Source records START

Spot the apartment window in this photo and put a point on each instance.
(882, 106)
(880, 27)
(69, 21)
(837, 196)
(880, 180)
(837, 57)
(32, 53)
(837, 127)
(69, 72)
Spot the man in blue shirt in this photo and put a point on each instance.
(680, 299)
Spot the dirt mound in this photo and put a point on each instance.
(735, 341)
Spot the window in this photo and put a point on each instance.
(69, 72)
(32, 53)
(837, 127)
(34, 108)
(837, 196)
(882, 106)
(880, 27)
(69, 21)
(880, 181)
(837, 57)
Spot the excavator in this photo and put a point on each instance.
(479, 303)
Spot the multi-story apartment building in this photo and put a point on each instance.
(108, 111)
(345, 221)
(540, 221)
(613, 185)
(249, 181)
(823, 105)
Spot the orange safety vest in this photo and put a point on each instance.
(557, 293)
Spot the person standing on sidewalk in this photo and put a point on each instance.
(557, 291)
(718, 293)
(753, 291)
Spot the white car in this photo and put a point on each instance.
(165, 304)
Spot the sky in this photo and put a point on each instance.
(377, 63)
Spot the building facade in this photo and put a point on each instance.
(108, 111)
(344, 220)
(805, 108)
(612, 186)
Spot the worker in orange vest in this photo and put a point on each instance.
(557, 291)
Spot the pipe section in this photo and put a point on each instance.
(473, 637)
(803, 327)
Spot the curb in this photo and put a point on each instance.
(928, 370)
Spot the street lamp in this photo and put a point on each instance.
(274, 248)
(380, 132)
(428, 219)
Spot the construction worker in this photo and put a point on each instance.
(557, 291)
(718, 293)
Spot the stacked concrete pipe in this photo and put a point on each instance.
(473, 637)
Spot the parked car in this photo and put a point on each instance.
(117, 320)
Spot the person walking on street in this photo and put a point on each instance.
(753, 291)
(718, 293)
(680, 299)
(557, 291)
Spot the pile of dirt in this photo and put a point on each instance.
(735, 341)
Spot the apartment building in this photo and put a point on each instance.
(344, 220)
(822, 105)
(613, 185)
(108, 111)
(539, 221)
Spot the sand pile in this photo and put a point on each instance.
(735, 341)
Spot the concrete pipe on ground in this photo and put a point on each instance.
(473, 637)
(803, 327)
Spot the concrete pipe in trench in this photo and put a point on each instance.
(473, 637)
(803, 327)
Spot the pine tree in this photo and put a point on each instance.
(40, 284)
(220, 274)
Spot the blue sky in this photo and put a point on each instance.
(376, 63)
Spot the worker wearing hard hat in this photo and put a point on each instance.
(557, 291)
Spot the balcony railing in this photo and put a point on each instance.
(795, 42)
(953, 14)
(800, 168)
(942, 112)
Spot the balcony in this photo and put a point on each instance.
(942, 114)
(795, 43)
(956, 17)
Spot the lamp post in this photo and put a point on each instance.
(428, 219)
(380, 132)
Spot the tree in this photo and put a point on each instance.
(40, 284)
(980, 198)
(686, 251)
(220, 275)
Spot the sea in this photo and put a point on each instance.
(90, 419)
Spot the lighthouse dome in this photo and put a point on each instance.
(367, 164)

Source records END

> **Task prompt**
Give every entry again, character for character.

> **Result of the task**
Spot the apartment window in this photo and put a point on each instance.
(882, 106)
(880, 27)
(69, 21)
(837, 196)
(880, 180)
(837, 57)
(32, 53)
(837, 127)
(69, 72)
Spot the man in blue shirt in this photo and put a point on each instance.
(680, 299)
Spot the dirt mound in this photo and put a point on each instance.
(735, 341)
Spot the window in this photo and put a point on each instance.
(69, 72)
(32, 53)
(837, 127)
(34, 108)
(837, 196)
(882, 106)
(880, 27)
(69, 21)
(880, 181)
(837, 57)
Spot the excavator in this photo and put a point on each instance.
(479, 303)
Spot the multi-story apartment building in this photo and put a point on each instance.
(108, 111)
(345, 221)
(540, 221)
(613, 185)
(249, 181)
(823, 105)
Spot the orange safety vest in this photo and put a point on each instance.
(557, 293)
Spot the person standing on sidewalk in this photo and put a point on each instance.
(557, 291)
(718, 293)
(753, 291)
Spot the white car in this photo and put a point on each instance.
(165, 304)
Spot the sky in this photo and put a point on each instance.
(377, 63)
Spot the building facade in this photo and put a point on each instance.
(108, 111)
(344, 220)
(805, 108)
(612, 186)
Spot the worker in orange vest in this photo and put a point on each instance.
(557, 291)
Spot the pipe section in this photo and put a point on each instance.
(473, 637)
(803, 327)
Spot the curb in this photo and put a point on each instance.
(928, 370)
Spot the street lamp in this photo and put a point on each instance.
(274, 248)
(380, 132)
(428, 219)
Spot the construction worker in this photo and put a point on each instance.
(557, 291)
(718, 293)
Spot the stacked concrete pipe in this photo and put a point on each instance.
(473, 637)
Spot the parked car in this photo and put a point on each instance.
(117, 320)
Spot the person walking on street in this photo and put a point on each instance.
(753, 291)
(718, 293)
(680, 299)
(557, 291)
Spot the pile of dirt in this photo and put a point on each instance.
(735, 341)
Spot the apartment building in this photo and put a point on each instance.
(344, 220)
(822, 105)
(613, 185)
(108, 111)
(539, 221)
Spot the sand pile in this photo and put a point on each instance.
(735, 341)
Spot the concrete pipe on ground in this photo and put a point on each instance.
(473, 637)
(803, 327)
Spot the concrete pipe in trench in this photo and put a point on each instance.
(473, 637)
(803, 327)
Spot the pine tree in this photo and put a point on each instance.
(40, 284)
(220, 274)
Spot the blue sky in this photo and put a point on each instance.
(376, 63)
Spot the worker wearing hard hat in this photo and put a point on each instance.
(557, 291)
Spot the balcony railing in this photo and put a point on each instance.
(795, 42)
(953, 14)
(800, 168)
(942, 112)
Spot the balcony in this photo and put a point on each instance.
(942, 114)
(795, 43)
(956, 17)
Spot the lamp post in this photo and put a point on each instance.
(428, 219)
(380, 132)
Spot the tree in this photo and put a point on each instance.
(40, 284)
(980, 198)
(686, 251)
(220, 275)
Spot the sea in this photo and put a point on each instance.
(90, 419)
Spot the lighthouse dome in this photo and put a point on each instance.
(367, 164)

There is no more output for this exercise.